» THE PROBLEM
Each record is to be printed again precisely as it reads.

» MATERIAL SHOWN
╔══

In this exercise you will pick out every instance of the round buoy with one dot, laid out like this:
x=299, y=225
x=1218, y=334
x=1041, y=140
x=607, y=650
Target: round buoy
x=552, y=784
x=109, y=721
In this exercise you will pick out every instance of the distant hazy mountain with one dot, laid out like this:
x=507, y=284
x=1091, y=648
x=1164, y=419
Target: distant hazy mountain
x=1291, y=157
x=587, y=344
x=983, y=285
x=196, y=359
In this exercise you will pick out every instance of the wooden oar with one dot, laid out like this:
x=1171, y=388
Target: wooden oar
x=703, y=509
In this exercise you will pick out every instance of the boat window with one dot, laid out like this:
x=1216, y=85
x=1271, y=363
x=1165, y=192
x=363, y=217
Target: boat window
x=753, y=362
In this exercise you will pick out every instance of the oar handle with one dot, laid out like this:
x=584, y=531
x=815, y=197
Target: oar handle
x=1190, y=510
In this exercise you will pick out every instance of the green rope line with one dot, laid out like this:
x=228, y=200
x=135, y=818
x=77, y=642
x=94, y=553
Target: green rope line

╚══

» EXERCISE SOLUTION
In this exercise you will pick out every instance of the round buoy with one dot, laid out like this:
x=299, y=225
x=1218, y=334
x=1041, y=140
x=607, y=650
Target: round buoy
x=552, y=784
x=109, y=721
In this exercise you will pick out every instance of the distant hazy mountain with one dot, laid out like this:
x=507, y=284
x=1091, y=648
x=1164, y=419
Target: distant hazy mountain
x=1291, y=157
x=587, y=344
x=983, y=285
x=196, y=359
In this exercise you will pick out every instance of the wooden oar with one dot, laid out like this:
x=1171, y=388
Target: wooden oar
x=703, y=509
In this exercise you will pick out every instance of the boat window with one dot, laid out like this:
x=1216, y=85
x=1271, y=363
x=1165, y=192
x=363, y=217
Target: boat window
x=753, y=362
In this exercise you will pick out every instance of the oar handle with one dot, laid out like this:
x=584, y=531
x=815, y=197
Target: oar handle
x=1190, y=510
In this exercise you will pick out every instance of the green rope line with one dot, laid out like this:
x=228, y=200
x=135, y=818
x=77, y=642
x=94, y=553
Target: green rope line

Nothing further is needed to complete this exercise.